(Segmentation annotation rows)
* * * * *

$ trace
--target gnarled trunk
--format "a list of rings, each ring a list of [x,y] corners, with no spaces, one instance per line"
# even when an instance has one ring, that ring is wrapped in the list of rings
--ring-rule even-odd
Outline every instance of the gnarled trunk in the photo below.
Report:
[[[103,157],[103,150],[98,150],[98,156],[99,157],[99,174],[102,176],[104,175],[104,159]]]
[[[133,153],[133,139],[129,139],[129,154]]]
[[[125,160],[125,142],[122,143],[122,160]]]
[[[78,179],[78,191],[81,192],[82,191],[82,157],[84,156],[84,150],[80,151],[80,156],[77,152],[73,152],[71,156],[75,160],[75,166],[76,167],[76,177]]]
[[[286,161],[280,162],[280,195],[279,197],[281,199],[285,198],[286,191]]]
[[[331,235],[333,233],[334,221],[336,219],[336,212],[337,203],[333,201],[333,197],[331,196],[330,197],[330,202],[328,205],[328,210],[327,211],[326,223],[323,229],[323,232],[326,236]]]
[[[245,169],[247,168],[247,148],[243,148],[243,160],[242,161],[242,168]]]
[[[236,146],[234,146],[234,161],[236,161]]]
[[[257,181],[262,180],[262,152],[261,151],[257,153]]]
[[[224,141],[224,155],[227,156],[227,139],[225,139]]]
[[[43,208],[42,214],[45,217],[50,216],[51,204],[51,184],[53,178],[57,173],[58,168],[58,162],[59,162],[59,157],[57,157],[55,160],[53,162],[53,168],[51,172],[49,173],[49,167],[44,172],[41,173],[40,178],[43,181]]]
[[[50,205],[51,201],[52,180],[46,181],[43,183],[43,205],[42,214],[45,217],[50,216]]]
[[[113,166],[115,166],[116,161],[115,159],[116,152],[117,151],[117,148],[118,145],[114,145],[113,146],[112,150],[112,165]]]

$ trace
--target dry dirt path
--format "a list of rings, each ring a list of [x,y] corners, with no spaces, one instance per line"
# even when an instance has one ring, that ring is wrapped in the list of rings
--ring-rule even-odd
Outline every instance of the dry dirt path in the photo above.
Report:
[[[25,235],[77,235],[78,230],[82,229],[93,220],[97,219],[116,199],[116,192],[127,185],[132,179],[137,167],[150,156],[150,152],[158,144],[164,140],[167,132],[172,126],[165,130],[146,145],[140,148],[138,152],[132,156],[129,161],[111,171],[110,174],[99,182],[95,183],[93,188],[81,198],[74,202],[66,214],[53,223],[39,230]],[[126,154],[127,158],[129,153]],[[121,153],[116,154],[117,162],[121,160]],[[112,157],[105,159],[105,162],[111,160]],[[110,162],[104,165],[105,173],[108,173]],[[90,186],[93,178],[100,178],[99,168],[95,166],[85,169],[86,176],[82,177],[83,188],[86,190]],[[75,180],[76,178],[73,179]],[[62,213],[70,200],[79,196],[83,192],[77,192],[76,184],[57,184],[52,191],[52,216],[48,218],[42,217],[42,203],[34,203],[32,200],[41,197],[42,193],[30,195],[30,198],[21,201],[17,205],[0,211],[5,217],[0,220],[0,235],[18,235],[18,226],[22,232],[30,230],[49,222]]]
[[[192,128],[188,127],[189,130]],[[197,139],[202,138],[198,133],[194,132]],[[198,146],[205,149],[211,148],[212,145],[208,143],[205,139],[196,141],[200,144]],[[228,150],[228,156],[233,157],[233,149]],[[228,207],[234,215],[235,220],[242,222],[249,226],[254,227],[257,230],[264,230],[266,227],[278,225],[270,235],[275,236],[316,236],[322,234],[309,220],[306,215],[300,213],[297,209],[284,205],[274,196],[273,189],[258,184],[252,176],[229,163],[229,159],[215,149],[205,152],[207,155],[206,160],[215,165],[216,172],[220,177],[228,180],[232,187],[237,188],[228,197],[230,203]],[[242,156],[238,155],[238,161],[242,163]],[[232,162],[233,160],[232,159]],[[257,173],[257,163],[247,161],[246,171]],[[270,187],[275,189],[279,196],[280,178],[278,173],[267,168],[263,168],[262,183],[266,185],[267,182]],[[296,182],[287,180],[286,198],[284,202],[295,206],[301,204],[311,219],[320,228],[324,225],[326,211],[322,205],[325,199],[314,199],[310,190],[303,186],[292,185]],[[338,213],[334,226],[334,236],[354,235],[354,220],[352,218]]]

* * * * *

§ What you will do
Copy every row above word for word, leaving nothing out.

§ Solution to the exercise
$ trace
--target gnarled trunk
--format "a list of rings, each ring a list of [x,y] corners, with no spaces, one instance per line"
# even when an instance has one ring, that ring is wrapped in the list of rings
--ring-rule even-odd
Outline every instance of the gnarled trunk in the photo below.
Report:
[[[103,157],[103,150],[98,150],[98,156],[99,157],[99,174],[102,176],[104,175],[104,159]]]
[[[133,153],[133,139],[129,139],[129,154]]]
[[[125,160],[125,142],[122,143],[122,160]]]
[[[78,179],[78,191],[81,192],[82,191],[82,157],[84,156],[84,150],[80,151],[80,156],[77,152],[73,152],[71,156],[75,160],[75,166],[76,167],[76,177]]]
[[[286,161],[280,162],[280,195],[279,197],[281,199],[285,198],[286,191]]]
[[[331,235],[333,233],[334,221],[336,219],[336,212],[337,203],[333,201],[333,197],[331,196],[330,197],[330,202],[328,205],[328,210],[327,211],[326,223],[323,229],[323,232],[326,236]]]
[[[245,169],[247,168],[247,148],[243,148],[243,160],[242,161],[242,168]]]
[[[236,146],[234,146],[234,161],[236,161]]]
[[[257,181],[262,180],[262,152],[261,151],[257,153]]]
[[[224,141],[224,155],[227,156],[227,139],[225,139]]]
[[[43,208],[42,214],[45,217],[50,216],[51,204],[51,184],[53,178],[57,173],[58,168],[58,162],[59,162],[59,157],[57,157],[55,160],[53,162],[53,168],[51,172],[49,173],[49,167],[44,172],[41,173],[40,178],[43,181]]]
[[[50,205],[51,201],[52,180],[46,181],[43,183],[43,205],[42,214],[45,217],[50,216]]]
[[[113,166],[115,166],[116,161],[115,159],[116,152],[117,151],[117,148],[118,145],[114,145],[113,146],[112,150],[112,165]]]

$ trace
--target dry dirt path
--format "a list of rings, each ring a list of [x,y] corners, with no spaces, one instance per line"
# even when an instance has one ring, that ring is wrapped in the list of rings
--ring-rule even-odd
Outline every instance of the dry dirt path in the photo above.
Report:
[[[25,235],[77,235],[78,230],[82,229],[93,220],[97,219],[116,199],[116,192],[127,185],[132,179],[137,167],[150,156],[150,152],[158,144],[164,140],[167,132],[172,126],[165,130],[146,145],[140,148],[138,152],[132,156],[129,161],[111,171],[110,174],[99,182],[95,183],[93,188],[81,198],[74,202],[66,214],[53,223],[39,230]],[[126,154],[127,158],[129,153]],[[121,153],[116,154],[117,162],[121,160]],[[112,157],[105,159],[105,162],[111,160]],[[110,162],[104,165],[105,173],[108,173]],[[90,186],[93,178],[100,178],[99,168],[95,166],[85,169],[86,176],[82,177],[83,188],[86,190]],[[75,180],[76,178],[73,179]],[[62,213],[70,200],[79,196],[83,192],[77,192],[76,184],[57,184],[52,191],[52,216],[48,218],[42,217],[42,203],[34,203],[32,200],[41,197],[42,193],[30,195],[30,198],[21,201],[17,205],[0,211],[5,217],[0,220],[0,235],[18,235],[18,226],[22,232],[30,230],[49,222]]]
[[[192,128],[188,127],[189,130]],[[197,139],[202,138],[198,133],[194,132]],[[198,146],[205,149],[211,148],[212,145],[208,143],[205,139],[196,141],[200,144]],[[228,150],[228,156],[233,157],[233,149]],[[228,207],[234,215],[235,220],[242,222],[249,226],[254,227],[257,230],[264,230],[266,227],[278,225],[270,235],[275,236],[316,236],[322,234],[309,220],[306,215],[300,213],[297,209],[284,205],[274,196],[273,189],[258,184],[252,176],[229,163],[229,159],[215,149],[205,152],[207,155],[206,160],[215,165],[216,172],[220,177],[228,180],[232,187],[237,188],[228,197],[230,203]],[[242,156],[238,155],[238,161],[242,163]],[[232,162],[233,160],[232,159]],[[257,173],[257,163],[247,161],[246,171]],[[270,187],[275,189],[279,196],[280,178],[278,173],[267,168],[263,168],[262,183],[266,185],[267,182]],[[296,182],[287,180],[286,198],[284,202],[295,206],[301,204],[311,219],[320,228],[324,225],[326,211],[322,205],[325,199],[314,199],[310,190],[303,186],[292,185]],[[338,213],[334,226],[334,236],[354,235],[354,220],[352,218]]]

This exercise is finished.